— start Excerpted passage —
The findings support the argument that employee empowerment in municipalities should not be treated as a single human resource intervention. Rather, it should be understood as an integrated system that combines individual capabilities, job-related conditions, organizational structures, leadership practices, and environmental relationships. The results are consistent with prior research showing that empowerment contributes to employee innovation, organizational adaptability, resilience, and service quality when supported by appropriate structural and psychological conditions.
Conclusion
This study designed and explained a comprehensive employee empowerment model for Zahedan Municipality through a meta-synthesis of 91 relevant studies. The findings revealed that empowerment is a multi-level phenomenon operating at individual, team, organizational, and environmental levels. The most influential components included organizational resource management, competitive advantage, organizational citizenship behavior, self-confidence, job support, and quality of work life. The final model proposes a three-stage implementation framework consisting of determination and preparation, deployment and implementation, and support, monitoring, and continuous improvement. The model provides a practical framework for municipalities seeking to transform fragmented training and development activities into an integrated human capital development system. For Zahedan Municipality, the model suggests that effective empowerment requires simultaneous attention to employee competence development, supportive job conditions, transparent organizational structures, access to information and resources, participatory management, performance monitoring, and continuous organizational learning. Future studies should validate the proposed model through expert panels, Delphi studies, and field-based quantitative research in Zahedan Municipality to examine the relationships among the identified components and assess their practical effectiveness.
— end Excerpted passage —
*Aim:*
Answer these questions using the passage on employee empowerment in municipalities:
1. According to the passage, what should employee empowerment in municipalities not be treated as?
2. How many studies did the meta-synthesis draw on?
3. What are the three stages of the proposed implementation framework?
— start Supplied material —
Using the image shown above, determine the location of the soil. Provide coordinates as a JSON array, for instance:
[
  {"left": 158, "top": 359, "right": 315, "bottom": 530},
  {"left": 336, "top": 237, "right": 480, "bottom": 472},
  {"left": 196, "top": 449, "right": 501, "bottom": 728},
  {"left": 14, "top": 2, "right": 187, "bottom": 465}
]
— end Supplied material —
*Written response:*
1. A single human resource intervention.
2. 91 studies.
3. Determination and preparation; deployment and implementation; and support, monitoring, and continuous improvement.